◆ Brief 1: In the text on PID control with linear interpolation, why is it useful to have the Python script receive each run's data and plot it with matplotlib? Answer in one to three sentences.
◆ Brief 2: Copy the part of the PID lab text from "Linear PID control" to "from the wall." word for word.

◆ Passage provided:
+===+
Linear PID control and Linear interpolation
The purpose of the lab was to implement a PID controller with linear Interpolation for the RC car driving towards a wall and stopping precisely 304 mm away from the wall.
Prelab
It was important to establish a robust debugging and data acquisition infrastructure. I implemented the BLE communication between the Artemis and my computer so I can send commands, control the car, and also receive data from the car. The system operated as follows:
Commands
The robot responds to BLE commands such as START_PID (initiate PID control), STOP_PID (stop the robot), SET_PID_GAINS (set kp, ki and kd), and most importantly SEND_PID_DATA. After
a control run, the python script will be able to receive the data accumulated over that run and plot it using matplotlib. This allows for immediate visualization of controller
performance and was paramount for debugging. The data I collected for each run includes: the timestamp, the reading from the time of flight sensor, and the pwm values for that run. The following code shows how
I accumulated this data.
BLEDevice central = BLE.central();
while (central.connected()) {
if (rx_characteristic_string.written()) {
handle_command(); // Parse and execute BLE command
}
// ... code to read sensors and calculate PID values ...
if (is_pid_running) {
// ... sensor readings, PID calculation, pwm output ...
+===+
◆ Extracted information:
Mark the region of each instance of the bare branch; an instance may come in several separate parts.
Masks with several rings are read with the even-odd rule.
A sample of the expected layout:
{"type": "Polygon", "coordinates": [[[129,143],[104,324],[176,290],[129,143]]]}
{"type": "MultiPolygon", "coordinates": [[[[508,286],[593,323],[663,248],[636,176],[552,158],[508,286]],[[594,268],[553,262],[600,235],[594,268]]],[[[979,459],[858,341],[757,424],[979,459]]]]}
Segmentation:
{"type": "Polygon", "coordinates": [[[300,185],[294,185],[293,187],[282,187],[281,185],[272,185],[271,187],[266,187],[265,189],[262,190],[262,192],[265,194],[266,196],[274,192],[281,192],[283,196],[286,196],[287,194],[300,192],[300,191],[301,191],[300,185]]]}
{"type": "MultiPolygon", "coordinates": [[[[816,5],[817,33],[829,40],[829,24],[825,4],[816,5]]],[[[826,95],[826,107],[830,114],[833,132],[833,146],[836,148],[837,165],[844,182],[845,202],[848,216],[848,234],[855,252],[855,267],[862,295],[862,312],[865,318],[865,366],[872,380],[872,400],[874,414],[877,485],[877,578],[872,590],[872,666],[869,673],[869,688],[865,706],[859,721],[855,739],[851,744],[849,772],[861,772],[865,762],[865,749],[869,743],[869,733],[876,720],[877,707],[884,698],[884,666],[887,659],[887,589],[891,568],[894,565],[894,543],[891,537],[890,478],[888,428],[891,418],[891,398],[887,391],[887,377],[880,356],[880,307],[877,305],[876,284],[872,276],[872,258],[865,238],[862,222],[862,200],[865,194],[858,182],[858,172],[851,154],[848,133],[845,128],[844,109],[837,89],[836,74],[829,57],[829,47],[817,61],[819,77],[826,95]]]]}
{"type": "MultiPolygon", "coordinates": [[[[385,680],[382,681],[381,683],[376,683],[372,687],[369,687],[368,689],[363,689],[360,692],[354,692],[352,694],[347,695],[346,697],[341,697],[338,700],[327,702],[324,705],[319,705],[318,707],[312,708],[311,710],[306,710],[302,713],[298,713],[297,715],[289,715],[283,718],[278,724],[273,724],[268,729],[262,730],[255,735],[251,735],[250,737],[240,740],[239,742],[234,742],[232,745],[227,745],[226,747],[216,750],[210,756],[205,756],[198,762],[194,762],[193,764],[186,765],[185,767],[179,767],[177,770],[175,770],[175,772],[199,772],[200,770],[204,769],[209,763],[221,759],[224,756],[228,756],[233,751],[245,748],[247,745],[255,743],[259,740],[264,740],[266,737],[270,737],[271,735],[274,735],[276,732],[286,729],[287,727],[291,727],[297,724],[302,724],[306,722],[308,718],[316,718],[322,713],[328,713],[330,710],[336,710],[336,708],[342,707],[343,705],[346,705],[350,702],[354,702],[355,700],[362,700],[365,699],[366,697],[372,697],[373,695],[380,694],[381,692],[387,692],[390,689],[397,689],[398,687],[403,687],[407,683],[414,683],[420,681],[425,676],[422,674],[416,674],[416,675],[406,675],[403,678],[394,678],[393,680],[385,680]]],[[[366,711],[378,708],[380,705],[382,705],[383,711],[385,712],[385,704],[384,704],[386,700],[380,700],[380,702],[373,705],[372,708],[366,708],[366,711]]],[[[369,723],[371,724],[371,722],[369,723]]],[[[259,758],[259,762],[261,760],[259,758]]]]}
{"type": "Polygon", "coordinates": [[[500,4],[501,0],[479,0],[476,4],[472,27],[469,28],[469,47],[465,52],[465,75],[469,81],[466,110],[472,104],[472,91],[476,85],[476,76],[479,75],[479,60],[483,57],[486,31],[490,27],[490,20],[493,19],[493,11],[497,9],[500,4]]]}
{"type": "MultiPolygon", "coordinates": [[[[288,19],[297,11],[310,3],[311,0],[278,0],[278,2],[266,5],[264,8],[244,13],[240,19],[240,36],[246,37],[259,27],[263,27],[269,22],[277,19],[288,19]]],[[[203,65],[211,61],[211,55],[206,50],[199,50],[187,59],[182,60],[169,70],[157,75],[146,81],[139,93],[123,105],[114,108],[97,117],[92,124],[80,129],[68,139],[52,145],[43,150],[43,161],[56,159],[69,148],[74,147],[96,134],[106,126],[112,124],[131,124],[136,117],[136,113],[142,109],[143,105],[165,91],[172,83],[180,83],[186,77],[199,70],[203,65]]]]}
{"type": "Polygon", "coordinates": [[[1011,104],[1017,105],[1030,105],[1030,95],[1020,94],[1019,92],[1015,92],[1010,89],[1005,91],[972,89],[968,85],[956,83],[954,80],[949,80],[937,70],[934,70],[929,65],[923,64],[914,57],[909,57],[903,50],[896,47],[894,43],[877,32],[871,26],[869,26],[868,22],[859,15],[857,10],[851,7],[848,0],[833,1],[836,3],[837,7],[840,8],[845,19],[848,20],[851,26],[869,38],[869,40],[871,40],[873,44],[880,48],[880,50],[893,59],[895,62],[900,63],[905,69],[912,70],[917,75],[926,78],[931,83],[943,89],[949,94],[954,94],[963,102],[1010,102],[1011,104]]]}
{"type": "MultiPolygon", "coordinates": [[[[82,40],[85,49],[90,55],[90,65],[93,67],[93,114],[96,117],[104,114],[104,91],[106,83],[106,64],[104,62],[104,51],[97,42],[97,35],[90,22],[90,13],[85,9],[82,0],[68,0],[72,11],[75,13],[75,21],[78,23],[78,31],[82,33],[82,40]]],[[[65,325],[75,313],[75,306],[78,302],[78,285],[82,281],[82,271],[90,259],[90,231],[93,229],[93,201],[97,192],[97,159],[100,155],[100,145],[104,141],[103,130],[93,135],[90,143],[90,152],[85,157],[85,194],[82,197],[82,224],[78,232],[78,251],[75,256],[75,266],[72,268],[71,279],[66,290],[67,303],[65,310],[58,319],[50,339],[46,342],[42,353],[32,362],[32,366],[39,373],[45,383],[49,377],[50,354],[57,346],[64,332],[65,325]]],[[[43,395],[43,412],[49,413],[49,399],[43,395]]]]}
+===+
◆ Task output 1: Plotting the data from each run gave an immediate view of how the controller performed. That visualization was essential for debugging.

◆ Task output 2:
Linear PID control and Linear interpolation
The purpose of the lab was to implement a PID controller with linear Interpolation for the RC car driving towards a wall and stopping precisely 304 mm away from the wall.